▸ RECORDS PROVIDED:
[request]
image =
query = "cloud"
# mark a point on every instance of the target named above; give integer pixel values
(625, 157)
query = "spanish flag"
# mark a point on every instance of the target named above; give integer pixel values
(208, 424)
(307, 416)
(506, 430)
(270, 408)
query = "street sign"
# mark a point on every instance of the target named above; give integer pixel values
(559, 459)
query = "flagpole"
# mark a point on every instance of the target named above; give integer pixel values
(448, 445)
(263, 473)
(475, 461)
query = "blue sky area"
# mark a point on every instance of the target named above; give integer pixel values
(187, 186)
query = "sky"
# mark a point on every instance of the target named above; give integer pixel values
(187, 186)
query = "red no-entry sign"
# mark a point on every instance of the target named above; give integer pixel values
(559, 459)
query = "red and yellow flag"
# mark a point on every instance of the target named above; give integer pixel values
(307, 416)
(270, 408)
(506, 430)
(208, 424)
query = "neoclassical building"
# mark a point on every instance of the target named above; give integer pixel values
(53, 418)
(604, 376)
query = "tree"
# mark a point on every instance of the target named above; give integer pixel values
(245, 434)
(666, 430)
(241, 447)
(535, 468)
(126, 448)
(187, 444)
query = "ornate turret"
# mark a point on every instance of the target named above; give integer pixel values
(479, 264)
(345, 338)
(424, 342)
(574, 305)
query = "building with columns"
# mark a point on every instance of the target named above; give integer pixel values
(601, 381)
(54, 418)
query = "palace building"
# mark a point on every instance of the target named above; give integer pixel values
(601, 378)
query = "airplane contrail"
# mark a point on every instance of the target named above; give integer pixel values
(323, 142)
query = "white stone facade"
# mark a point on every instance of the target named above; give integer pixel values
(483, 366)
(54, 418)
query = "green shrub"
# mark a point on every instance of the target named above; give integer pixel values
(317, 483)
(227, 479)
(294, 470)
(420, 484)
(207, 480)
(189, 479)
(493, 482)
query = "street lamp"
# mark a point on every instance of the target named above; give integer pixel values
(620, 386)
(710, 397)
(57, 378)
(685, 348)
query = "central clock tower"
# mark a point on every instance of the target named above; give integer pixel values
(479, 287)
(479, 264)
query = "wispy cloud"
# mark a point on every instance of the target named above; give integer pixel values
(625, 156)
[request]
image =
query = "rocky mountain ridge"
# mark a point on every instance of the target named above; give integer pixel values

▸ EXERCISE GOAL: Return each line from the items above that contains the string "street".

▸ RESULT FOR THIS TASK:
query = "street sign"
query = "street lamp"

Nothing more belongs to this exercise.